(SUPPLIED RECORDS begins)
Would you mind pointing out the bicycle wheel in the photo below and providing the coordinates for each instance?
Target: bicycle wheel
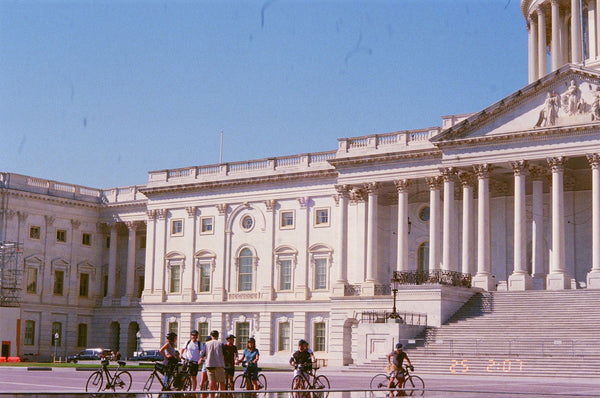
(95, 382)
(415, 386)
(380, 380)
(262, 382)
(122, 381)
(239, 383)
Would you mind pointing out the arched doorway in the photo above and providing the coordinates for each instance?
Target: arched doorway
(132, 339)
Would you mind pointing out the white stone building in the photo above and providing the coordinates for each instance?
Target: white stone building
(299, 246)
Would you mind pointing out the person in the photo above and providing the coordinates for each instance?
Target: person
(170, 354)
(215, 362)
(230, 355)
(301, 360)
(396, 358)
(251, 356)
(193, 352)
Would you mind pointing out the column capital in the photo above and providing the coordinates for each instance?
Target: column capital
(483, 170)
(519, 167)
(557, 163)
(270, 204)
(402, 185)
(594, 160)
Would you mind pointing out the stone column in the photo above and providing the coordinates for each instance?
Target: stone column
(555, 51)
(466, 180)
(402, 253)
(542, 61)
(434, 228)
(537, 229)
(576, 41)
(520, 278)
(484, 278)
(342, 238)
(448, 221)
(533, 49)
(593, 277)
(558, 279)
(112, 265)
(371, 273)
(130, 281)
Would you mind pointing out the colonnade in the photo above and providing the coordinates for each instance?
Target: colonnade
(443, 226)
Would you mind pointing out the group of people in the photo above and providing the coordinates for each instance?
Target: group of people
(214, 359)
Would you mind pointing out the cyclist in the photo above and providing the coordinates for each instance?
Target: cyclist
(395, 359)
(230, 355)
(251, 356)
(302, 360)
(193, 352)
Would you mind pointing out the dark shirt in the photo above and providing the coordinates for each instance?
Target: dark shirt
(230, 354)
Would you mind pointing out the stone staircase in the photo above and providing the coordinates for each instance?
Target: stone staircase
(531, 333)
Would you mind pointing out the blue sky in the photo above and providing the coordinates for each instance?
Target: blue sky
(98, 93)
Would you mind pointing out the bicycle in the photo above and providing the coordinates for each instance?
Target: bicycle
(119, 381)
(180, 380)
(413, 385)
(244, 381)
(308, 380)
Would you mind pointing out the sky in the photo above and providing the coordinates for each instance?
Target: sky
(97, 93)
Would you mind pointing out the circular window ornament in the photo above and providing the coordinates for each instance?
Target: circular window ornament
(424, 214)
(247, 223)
(SUPPLIED RECORDS ends)
(SUPPLIED RECORDS begins)
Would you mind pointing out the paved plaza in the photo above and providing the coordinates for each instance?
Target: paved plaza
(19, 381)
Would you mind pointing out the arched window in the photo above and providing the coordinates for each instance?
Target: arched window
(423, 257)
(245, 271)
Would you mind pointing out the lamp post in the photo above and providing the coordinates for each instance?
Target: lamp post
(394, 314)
(SUPPLIED RECORDS ends)
TASK REQUIREMENTS: Would you print, exactly as written, every line above from the one holding "Would you mind pointing out the group" through the one holding "Would you mind pointing out the stone staircase", with both included and no other lines?

ANSWER TO THE EXERCISE:
Would you mind pointing out the group of people in the photo above and providing the coordinates for each instance?
Target: group of people
(214, 359)
Would you mind pointing out the cyclist in the photo above and providing the coordinates for each instance?
Target: cyclist
(395, 359)
(230, 355)
(251, 356)
(302, 360)
(193, 352)
Would you mind pointing out the dark shirt in the photo above and providing the coordinates for each instance?
Target: dark shirt
(230, 354)
Would you mind pointing out the stone staircase in the photo above and providing the coordinates for each instance?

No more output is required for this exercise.